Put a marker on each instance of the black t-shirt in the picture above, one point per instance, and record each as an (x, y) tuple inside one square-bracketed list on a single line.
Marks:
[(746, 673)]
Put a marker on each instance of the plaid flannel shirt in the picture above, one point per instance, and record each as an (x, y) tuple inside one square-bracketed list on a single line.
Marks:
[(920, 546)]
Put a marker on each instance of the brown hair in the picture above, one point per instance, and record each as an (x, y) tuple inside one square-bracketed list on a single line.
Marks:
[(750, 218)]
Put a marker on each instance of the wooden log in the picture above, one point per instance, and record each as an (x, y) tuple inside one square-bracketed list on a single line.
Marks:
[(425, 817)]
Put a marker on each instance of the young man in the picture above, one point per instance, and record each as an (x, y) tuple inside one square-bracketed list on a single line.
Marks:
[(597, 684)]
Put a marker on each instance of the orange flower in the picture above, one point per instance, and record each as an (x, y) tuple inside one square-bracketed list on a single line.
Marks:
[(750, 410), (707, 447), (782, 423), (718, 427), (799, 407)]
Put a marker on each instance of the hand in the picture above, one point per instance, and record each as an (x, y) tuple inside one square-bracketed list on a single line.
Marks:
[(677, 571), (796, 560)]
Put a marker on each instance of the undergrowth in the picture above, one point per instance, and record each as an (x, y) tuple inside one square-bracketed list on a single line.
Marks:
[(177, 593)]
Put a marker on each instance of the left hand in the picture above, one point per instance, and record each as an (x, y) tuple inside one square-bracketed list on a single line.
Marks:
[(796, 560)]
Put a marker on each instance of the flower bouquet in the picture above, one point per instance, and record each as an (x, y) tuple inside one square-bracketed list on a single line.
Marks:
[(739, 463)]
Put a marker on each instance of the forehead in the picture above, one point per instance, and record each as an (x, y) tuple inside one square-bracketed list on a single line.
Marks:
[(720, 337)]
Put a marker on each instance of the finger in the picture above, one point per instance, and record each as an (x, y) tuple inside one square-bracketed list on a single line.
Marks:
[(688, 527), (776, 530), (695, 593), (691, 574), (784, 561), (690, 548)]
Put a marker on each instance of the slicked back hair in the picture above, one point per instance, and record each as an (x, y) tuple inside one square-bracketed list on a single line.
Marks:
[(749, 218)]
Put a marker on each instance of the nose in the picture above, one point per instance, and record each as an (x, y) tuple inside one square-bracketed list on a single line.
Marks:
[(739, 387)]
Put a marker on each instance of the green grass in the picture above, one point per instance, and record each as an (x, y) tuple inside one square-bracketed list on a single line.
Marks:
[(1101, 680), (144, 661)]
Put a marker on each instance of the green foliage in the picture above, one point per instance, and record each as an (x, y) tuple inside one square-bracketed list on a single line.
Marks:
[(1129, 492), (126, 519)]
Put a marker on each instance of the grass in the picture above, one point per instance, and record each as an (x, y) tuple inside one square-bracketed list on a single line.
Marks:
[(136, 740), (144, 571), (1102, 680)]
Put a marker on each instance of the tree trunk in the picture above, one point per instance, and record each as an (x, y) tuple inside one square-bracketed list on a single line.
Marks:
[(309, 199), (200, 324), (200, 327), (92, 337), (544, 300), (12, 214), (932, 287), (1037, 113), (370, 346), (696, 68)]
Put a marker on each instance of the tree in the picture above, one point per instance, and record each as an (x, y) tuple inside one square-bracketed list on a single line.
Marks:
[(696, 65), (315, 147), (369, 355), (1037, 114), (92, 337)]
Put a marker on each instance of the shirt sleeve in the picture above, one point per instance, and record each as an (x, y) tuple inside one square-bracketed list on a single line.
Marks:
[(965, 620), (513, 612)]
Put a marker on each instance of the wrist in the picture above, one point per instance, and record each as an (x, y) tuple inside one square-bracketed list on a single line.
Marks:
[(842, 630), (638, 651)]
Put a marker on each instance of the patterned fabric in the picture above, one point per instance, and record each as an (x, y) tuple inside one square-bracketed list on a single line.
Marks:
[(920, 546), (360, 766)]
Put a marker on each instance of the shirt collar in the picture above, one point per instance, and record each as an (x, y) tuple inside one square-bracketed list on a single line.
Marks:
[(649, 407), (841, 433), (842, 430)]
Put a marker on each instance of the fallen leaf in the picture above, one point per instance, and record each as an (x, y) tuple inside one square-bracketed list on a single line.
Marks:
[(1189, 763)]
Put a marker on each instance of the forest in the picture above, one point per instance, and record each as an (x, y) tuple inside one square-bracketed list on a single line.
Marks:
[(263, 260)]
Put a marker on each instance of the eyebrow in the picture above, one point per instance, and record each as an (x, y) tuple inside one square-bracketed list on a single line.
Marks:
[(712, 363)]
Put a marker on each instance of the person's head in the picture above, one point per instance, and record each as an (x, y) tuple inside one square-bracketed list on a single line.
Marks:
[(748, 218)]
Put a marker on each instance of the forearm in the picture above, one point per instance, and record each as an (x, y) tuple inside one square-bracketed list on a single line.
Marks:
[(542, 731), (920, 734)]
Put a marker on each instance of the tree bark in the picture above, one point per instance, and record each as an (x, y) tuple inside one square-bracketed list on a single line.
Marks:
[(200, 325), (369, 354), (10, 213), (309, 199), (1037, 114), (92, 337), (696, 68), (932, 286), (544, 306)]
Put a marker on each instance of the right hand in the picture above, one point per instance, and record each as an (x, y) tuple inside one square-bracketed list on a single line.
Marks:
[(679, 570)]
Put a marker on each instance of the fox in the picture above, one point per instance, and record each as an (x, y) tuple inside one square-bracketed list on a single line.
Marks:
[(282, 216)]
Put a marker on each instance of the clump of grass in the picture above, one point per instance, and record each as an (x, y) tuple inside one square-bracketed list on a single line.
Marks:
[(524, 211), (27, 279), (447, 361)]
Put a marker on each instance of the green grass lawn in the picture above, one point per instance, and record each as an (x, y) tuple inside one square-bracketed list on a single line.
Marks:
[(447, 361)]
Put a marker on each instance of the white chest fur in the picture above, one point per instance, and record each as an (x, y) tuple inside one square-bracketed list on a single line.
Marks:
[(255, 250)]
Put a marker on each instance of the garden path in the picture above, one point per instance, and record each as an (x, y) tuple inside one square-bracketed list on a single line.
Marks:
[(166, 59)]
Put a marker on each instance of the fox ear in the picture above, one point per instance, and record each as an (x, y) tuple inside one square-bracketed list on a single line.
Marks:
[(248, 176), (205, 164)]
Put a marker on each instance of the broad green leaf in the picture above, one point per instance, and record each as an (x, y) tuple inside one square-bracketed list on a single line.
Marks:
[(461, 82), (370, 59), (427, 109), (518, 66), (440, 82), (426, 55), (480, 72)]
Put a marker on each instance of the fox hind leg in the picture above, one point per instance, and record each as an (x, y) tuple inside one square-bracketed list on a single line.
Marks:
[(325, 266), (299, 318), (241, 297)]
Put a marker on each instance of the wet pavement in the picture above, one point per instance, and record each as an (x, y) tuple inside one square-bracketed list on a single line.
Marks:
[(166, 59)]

• STATED GOAL: Quote, without any change, each line from the one that contains "Put a marker on each instance of the right" through the end of the material.

• EXPECTED ANSWER:
Put a marker on each instance of the right hand in the picture above, one point per instance, and record each as an (x, y) tuple inside one square-bracketed list on a single line.
Marks:
[(679, 570)]
Put a marker on each instance of the fox in the picture above, one point per instance, and record each as an (x, y) tuple inside one square-bracketed list on a single line.
Marks:
[(282, 216)]
Put a marker on each instance of the clump of grass in the picture above, one point per instance, and record each as an (x, y) tuple inside one square-bracketed list on a single line.
Marks:
[(524, 211), (27, 279), (447, 361)]
Put a marker on each instance of the green grass lawn in the picture above, one point per instance, and record each as an (x, y) tuple inside one square-bracketed list on a single line.
Marks:
[(447, 361)]
Put a marker on each instance of the white chest fur in the picture above, one point per instance, and record each as an (x, y) tuple inside one square-bracketed list on a single line.
Marks:
[(255, 250)]
Put a marker on each instance of the garden path in the picture above, one point per instance, and record each as an (x, y) tuple inside one square-bracketed list on a single line.
Marks:
[(166, 59)]
Put a marker on each instance of the fox ear in the picture above, one point per instance, and record each as an (x, y) tuple inside one square-bracketed list on a single line.
Marks:
[(248, 176), (205, 164)]
Put a marker on each instance of the broad green leaf in the picture above, one point per instance, and record each as an (x, y) tuple inside one square-bracketed list on a single line.
Marks:
[(461, 82), (370, 59), (427, 109), (518, 66), (440, 82), (426, 55), (480, 72)]
Put a marker on each instance of the fox hind leg in the picture above, one point per instance, and record each as an (x, y) tuple inside one square-bracketed list on a single line.
Marks:
[(325, 266), (299, 318), (241, 297)]
Put a marker on each instance of the wet pavement in the picture above, one point per instance, and record each as an (x, y) tuple inside one square-bracketed list on a single line.
Marks:
[(166, 59)]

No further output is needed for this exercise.